### SET OF TASKS
A. Write out the part of the passage on SbS headstarting that starts with the words containing "In 2011–2012, 20" and ends with "species in general.".
B. According to the passage on SbS headstarting, in what year and where was the 'SbS Headstarting Programme' started?
C. Summarize the passage on SbS headstarting in two sentences.

### SOURCE TEXT

Based on the former studies of another, northern breeding population of SbS [20, 31-33], it is known that birds of this species are long-living monogamous creatures, territorial in the pre-nesting period, and highly site faithful (that means apparent survival of adults to be very close to reality). SbS normally breed at 2-years of age [34]. As in many other waders, young birds migrate southward mostly separately from adults [35], and thus, they do not need parents’ guidance for migration or getting back to natal areas, which facilitates aviculture significantly.

In 2011–2012, 20 eggs annually were collected for the ‘SbS Captive Breeding Programme’ implementation at WWT Slimbridge in the United Kingdom. This was done to conserve a breeding population in case the species becomes extinct in the wild. It has been assumed that eggs produced by this captive population would be then transported back to Chukotka, hatched there, and the chicks released. To develop methods for this next step, the ‘SbS Headstarting Programme’ was initiated in 2012 in Meinypil’gyno. Although no eggs have been supplied from the captive population, HS is still implemented yearly to date as a self-sufficient project.

In this paper, we report the HS impact on the local SbS population through 10 years, and discuss possible application of obtained results for conservation actions in relation to declining populations of various species in general.

### MATERIAL SUPPLIED

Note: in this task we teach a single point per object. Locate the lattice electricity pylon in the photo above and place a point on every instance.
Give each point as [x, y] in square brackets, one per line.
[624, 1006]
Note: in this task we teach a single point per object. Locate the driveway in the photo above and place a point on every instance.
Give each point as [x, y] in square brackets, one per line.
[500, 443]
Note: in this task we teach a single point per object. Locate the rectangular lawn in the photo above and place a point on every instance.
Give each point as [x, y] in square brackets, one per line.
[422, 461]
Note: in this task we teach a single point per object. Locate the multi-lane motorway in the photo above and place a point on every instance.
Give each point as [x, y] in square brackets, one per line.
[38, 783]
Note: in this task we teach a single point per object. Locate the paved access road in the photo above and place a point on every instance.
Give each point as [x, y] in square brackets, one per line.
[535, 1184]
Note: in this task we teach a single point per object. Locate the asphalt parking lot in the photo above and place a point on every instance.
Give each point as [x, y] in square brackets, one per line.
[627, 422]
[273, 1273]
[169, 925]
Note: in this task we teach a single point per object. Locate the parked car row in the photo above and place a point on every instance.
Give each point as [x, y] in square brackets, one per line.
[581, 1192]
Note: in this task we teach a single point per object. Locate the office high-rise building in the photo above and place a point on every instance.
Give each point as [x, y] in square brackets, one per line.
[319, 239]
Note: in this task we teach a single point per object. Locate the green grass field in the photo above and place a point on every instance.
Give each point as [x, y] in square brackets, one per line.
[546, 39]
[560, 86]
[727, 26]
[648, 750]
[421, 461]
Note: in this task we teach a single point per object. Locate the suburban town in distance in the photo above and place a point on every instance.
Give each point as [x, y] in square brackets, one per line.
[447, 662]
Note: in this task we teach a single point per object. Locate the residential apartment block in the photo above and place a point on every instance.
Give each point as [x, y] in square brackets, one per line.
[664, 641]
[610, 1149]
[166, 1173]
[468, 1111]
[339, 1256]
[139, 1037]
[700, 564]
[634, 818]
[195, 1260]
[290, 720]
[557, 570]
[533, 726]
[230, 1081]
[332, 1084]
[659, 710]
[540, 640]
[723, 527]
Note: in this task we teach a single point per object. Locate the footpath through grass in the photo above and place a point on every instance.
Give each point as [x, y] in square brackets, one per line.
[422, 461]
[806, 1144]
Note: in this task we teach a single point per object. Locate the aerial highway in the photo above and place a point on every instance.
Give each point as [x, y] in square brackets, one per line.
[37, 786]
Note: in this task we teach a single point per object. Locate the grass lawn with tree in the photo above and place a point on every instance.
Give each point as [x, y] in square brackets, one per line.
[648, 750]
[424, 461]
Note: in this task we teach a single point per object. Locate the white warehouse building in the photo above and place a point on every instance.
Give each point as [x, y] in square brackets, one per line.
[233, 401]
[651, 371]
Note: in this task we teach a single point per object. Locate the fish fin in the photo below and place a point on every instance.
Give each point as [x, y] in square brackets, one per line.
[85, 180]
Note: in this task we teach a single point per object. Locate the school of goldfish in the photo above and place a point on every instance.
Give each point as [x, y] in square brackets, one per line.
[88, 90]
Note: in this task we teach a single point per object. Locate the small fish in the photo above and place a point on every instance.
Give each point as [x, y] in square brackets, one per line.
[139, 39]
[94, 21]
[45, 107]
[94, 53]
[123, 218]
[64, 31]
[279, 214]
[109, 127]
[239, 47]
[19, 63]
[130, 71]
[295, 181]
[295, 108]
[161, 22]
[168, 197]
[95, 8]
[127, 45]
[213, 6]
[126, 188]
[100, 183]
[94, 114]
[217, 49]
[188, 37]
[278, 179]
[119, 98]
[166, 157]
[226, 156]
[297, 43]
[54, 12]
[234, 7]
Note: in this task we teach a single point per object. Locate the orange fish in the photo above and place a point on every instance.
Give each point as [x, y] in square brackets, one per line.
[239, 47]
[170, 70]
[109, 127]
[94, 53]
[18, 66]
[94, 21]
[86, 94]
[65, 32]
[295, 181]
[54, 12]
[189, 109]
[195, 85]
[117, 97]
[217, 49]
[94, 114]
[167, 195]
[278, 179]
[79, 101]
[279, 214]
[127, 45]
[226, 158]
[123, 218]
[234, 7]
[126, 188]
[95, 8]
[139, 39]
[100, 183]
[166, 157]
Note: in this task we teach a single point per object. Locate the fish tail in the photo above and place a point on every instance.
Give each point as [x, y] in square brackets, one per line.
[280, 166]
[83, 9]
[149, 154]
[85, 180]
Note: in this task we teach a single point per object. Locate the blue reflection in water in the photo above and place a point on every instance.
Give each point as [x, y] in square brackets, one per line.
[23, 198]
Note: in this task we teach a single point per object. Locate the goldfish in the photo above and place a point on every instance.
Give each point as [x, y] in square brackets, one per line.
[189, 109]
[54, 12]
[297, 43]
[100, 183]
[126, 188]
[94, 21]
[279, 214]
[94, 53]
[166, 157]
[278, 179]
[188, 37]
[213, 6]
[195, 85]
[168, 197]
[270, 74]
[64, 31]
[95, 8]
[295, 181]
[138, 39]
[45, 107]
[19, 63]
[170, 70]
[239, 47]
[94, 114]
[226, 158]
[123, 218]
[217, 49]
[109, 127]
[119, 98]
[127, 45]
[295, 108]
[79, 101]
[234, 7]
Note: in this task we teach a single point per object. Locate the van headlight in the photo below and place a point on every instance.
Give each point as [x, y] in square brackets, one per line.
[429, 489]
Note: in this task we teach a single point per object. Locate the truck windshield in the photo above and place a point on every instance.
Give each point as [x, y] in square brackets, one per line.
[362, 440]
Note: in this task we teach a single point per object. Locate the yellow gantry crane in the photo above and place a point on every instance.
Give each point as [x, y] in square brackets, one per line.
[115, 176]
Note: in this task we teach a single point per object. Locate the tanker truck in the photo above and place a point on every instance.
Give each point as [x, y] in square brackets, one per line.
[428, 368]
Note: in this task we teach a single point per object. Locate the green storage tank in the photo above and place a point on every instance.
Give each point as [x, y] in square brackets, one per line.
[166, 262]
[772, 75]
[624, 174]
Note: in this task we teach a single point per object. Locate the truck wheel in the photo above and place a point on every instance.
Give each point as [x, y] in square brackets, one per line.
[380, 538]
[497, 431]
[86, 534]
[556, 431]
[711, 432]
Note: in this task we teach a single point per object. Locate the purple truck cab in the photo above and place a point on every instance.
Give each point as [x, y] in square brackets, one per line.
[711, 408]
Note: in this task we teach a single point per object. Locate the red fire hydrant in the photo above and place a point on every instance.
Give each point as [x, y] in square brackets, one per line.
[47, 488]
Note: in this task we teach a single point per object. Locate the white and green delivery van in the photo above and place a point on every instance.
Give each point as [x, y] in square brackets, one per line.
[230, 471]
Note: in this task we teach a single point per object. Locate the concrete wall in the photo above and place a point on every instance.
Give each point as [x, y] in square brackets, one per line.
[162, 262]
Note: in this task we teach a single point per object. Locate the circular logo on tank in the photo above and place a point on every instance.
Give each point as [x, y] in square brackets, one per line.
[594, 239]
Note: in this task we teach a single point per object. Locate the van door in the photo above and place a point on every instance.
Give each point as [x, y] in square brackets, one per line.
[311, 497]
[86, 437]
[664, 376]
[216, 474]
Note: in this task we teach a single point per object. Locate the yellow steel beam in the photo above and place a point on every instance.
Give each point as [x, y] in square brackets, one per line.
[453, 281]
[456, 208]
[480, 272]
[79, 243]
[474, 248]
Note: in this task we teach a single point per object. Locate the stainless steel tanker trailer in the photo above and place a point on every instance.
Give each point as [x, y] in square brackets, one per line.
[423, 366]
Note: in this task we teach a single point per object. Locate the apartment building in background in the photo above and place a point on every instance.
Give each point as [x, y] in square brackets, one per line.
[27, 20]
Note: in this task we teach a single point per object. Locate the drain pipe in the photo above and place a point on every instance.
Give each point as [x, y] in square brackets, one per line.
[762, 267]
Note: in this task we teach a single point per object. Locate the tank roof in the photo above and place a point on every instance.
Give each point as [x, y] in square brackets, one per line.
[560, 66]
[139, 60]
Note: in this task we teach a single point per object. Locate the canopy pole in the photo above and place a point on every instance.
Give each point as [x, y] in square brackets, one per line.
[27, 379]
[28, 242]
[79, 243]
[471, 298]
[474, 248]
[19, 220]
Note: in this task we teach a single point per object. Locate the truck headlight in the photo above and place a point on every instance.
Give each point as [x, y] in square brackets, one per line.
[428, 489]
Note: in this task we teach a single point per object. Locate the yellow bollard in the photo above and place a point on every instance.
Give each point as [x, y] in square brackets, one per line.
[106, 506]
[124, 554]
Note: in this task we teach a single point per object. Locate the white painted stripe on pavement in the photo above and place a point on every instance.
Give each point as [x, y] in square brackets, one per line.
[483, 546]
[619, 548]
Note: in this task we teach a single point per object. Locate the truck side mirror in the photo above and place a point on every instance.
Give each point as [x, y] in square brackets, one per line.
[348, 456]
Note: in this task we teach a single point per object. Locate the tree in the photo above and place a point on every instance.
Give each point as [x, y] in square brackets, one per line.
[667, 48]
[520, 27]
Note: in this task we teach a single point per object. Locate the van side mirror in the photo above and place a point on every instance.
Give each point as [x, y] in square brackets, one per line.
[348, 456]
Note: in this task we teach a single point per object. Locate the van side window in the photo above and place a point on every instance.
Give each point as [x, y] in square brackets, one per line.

### SOLUTIONS IN ORDER
A.
In 2011–2012, 20 eggs annually were collected for the ‘SbS Captive Breeding Programme’ implementation at WWT Slimbridge in the United Kingdom. This was done to conserve a breeding population in case the species becomes extinct in the wild. It has been assumed that eggs produced by this captive population would be then transported back to Chukotka, hatched there, and the chicks released. To develop methods for this next step, the ‘SbS Headstarting Programme’ was initiated in 2012 in Meinypil’gyno. Although no eggs have been supplied from the captive population, HS is still implemented yearly to date as a self-sufficient project.

In this paper, we report the HS impact on the local SbS population through 10 years, and discuss possible application of obtained results for conservation actions in relation to declining populations of various species in general.

B. It was started in 2012 in Meinypil'gyno.

C. SbS are long-living, monogamous, highly site-faithful birds whose young migrate mostly apart from adults and so need no parental guidance, which makes aviculture much easier. After eggs were collected in 2011–2012 for a captive breeding program at WWT Slimbridge, a headstarting program began in Meinypil'gyno in 2012 and still runs yearly, and the paper reports its impact on the local population over 10 years.